_WHAT IS NEEDED_: Take the line that has "Each instance of the curving" in it and every line after it to the end of the entries, and reproduce them exactly.

_Stored items_:
--------------------------------

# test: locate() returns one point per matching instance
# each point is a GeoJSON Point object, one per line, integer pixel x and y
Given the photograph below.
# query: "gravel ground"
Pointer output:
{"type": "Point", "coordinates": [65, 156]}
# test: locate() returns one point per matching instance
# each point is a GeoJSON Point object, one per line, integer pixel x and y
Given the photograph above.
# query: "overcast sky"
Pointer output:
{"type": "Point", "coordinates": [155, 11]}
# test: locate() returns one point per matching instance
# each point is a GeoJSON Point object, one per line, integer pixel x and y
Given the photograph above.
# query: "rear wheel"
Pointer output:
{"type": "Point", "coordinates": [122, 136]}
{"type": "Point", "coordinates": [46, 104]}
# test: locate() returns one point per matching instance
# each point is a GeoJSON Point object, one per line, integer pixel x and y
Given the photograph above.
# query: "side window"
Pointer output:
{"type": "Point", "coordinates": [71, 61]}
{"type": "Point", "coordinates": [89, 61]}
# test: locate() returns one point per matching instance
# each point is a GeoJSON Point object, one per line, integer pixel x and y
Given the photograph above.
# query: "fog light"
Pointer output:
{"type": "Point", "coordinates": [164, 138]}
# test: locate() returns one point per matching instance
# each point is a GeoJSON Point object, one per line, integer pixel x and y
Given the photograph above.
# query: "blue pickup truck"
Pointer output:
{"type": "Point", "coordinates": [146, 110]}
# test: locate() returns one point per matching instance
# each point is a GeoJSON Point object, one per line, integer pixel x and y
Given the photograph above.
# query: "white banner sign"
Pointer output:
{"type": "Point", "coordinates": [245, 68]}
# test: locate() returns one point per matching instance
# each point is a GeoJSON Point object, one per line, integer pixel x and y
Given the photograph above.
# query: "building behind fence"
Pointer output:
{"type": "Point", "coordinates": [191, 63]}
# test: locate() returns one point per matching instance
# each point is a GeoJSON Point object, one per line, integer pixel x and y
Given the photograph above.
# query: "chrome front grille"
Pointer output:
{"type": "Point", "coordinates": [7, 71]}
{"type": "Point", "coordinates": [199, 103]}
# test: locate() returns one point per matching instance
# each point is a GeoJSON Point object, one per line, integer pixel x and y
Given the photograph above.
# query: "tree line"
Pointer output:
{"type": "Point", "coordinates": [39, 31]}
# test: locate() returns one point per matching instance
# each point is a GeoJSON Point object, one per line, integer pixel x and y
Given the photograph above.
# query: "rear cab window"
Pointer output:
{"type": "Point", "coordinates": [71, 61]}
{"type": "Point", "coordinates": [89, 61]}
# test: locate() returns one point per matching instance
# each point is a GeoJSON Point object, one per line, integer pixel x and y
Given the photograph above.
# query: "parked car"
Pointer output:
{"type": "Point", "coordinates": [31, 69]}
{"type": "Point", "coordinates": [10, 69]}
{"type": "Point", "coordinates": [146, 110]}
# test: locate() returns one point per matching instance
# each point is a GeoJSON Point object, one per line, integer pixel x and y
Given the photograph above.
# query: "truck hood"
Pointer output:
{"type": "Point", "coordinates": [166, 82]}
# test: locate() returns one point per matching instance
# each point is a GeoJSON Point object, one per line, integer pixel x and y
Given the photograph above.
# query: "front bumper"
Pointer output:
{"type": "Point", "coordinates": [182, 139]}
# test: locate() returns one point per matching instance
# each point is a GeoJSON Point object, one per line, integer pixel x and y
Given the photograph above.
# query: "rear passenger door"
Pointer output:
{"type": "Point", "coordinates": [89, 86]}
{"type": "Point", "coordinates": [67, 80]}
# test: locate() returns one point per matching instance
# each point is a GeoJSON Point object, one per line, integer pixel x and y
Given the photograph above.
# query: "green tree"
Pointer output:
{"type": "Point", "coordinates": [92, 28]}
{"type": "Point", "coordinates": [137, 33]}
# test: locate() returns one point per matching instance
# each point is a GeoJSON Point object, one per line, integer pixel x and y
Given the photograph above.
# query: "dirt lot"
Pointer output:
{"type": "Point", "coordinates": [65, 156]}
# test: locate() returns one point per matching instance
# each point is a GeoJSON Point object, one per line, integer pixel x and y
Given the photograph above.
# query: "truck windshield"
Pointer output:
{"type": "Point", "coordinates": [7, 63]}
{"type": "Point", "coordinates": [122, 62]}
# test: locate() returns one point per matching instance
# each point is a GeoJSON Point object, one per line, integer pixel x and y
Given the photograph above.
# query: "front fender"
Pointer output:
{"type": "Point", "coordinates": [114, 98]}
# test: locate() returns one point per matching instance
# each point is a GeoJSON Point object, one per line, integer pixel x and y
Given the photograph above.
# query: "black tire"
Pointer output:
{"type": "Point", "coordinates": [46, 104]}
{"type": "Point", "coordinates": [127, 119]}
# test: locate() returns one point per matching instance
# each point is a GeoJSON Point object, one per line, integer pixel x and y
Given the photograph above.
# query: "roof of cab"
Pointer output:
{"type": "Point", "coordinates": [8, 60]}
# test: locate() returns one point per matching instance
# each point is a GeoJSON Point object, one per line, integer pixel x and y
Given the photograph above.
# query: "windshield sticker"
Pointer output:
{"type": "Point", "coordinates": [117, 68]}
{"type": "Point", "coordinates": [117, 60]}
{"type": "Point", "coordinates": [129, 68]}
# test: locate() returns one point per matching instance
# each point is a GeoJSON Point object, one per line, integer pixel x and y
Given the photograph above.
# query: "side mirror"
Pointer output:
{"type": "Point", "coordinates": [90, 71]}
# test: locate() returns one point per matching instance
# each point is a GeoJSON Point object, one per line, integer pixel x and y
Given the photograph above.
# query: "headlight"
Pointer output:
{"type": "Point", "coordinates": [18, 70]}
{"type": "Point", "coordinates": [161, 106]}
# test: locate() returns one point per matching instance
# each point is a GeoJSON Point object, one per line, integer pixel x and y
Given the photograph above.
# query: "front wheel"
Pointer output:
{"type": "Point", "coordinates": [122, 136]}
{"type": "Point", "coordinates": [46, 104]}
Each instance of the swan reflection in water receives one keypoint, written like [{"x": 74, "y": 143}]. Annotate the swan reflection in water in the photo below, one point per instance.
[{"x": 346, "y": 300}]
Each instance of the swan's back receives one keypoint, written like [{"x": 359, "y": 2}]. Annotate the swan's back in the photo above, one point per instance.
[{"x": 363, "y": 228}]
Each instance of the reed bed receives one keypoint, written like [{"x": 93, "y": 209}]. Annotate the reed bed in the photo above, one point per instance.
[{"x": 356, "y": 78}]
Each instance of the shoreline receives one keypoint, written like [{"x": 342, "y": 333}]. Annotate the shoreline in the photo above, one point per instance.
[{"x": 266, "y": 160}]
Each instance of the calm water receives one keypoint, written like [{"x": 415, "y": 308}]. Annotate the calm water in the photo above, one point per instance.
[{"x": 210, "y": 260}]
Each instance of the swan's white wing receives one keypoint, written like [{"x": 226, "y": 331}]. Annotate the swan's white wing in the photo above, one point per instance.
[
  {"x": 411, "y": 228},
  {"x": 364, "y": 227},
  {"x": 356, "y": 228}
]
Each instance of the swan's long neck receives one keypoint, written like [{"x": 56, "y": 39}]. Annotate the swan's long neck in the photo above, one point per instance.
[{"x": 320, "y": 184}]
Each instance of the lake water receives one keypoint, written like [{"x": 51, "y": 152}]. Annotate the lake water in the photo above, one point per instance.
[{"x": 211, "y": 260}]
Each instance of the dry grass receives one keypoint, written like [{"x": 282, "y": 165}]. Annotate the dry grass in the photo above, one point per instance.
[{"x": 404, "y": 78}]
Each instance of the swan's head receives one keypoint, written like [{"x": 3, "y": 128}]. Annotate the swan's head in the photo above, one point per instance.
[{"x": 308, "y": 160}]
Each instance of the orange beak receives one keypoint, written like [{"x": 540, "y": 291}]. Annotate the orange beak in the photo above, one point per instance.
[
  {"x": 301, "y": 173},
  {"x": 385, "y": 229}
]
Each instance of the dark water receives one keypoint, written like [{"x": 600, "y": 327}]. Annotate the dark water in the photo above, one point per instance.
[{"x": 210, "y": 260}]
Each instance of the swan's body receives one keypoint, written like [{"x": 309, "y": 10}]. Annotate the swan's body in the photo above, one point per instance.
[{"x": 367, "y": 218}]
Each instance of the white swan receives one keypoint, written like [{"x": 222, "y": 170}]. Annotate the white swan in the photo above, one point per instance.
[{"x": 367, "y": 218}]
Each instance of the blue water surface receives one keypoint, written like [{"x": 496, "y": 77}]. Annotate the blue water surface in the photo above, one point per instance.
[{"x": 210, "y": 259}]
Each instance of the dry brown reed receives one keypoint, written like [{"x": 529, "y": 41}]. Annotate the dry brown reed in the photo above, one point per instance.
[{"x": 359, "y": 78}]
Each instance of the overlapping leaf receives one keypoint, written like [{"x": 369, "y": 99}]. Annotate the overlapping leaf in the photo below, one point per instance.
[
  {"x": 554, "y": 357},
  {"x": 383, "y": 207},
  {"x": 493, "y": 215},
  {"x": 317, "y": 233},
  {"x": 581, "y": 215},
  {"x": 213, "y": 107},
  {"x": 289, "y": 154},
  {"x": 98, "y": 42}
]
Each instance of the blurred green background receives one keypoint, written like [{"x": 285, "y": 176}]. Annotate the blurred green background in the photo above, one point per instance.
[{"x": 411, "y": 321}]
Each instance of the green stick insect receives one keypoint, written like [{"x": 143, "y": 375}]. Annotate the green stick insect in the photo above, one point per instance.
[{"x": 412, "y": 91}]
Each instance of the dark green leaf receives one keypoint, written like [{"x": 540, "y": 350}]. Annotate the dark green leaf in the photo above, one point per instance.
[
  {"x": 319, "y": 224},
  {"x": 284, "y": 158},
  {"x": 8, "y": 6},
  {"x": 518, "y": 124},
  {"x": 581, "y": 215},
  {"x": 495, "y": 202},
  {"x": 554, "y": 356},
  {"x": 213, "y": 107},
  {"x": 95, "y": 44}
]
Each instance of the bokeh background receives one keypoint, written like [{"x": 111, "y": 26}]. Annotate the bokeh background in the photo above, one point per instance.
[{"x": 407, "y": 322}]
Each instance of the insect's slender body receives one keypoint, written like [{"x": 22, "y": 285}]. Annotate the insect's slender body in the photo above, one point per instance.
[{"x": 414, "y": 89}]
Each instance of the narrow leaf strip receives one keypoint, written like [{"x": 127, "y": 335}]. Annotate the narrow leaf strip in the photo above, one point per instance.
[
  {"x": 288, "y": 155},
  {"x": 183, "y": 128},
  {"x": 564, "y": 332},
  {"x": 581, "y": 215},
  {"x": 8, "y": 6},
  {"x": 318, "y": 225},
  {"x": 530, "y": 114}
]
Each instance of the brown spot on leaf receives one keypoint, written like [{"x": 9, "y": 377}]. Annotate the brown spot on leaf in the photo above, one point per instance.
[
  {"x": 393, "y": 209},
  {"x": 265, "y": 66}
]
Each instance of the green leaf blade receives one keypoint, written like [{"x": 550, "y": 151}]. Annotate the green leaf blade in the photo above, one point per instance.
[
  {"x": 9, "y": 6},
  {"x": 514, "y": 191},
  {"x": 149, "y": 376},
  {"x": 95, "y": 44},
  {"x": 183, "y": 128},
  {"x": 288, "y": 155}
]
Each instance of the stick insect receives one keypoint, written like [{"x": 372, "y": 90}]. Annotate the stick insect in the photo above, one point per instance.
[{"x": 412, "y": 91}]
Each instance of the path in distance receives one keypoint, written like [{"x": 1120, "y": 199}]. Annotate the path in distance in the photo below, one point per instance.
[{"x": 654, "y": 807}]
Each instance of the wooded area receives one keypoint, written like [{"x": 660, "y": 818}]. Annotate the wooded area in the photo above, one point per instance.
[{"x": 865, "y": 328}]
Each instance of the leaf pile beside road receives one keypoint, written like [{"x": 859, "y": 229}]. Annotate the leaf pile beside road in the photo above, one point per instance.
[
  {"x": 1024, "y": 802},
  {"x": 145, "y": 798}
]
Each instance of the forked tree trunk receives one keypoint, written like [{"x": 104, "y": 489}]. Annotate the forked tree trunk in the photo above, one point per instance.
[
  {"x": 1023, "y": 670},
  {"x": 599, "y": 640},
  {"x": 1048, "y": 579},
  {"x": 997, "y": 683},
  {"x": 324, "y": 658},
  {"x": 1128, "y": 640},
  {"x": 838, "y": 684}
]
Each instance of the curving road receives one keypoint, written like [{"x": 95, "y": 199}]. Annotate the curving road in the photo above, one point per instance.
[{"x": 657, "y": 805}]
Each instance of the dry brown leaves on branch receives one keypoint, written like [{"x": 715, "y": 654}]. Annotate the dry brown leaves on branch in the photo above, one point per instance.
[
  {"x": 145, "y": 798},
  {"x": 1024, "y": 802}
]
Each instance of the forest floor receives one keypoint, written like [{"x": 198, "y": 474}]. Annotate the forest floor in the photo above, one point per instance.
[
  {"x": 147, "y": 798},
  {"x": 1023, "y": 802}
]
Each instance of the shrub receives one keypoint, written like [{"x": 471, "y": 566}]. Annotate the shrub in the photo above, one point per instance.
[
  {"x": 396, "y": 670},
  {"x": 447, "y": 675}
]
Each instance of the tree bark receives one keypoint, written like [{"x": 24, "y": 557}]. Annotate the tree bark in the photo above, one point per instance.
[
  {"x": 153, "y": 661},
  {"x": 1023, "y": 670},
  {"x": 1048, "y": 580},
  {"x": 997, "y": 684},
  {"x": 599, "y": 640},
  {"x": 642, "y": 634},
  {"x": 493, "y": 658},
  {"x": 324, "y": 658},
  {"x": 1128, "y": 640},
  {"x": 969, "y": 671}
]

--------------------------------

_FINAL RESULT_:
Each instance of the curving road receives one keypoint, written like [{"x": 95, "y": 199}]. Annotate the curving road in the photo above, one point per instance.
[{"x": 657, "y": 805}]
Each instance of the dry brown leaves on branch receives one keypoint, written like [{"x": 715, "y": 654}]. Annotate the dry brown leaves on branch in the photo above, one point per instance.
[
  {"x": 145, "y": 798},
  {"x": 1024, "y": 802}
]
Each instance of the forest floor receives one keypoint, written like [{"x": 198, "y": 474}]. Annotate the forest floor in the photo above, one point per instance.
[
  {"x": 147, "y": 798},
  {"x": 1023, "y": 802}
]
Each instance of the shrub receives one keypoint, written like [{"x": 471, "y": 566}]. Annotate the shrub in the photo above, one point per instance.
[
  {"x": 396, "y": 670},
  {"x": 447, "y": 675}
]
Each instance of the tree bark receives one keypoint, written like [{"x": 24, "y": 557}]. Annotate the tree bark in the photo above, one point per instance.
[
  {"x": 153, "y": 661},
  {"x": 1023, "y": 670},
  {"x": 1048, "y": 580},
  {"x": 997, "y": 684},
  {"x": 599, "y": 640},
  {"x": 642, "y": 634},
  {"x": 493, "y": 658},
  {"x": 324, "y": 658},
  {"x": 1128, "y": 640},
  {"x": 969, "y": 671}
]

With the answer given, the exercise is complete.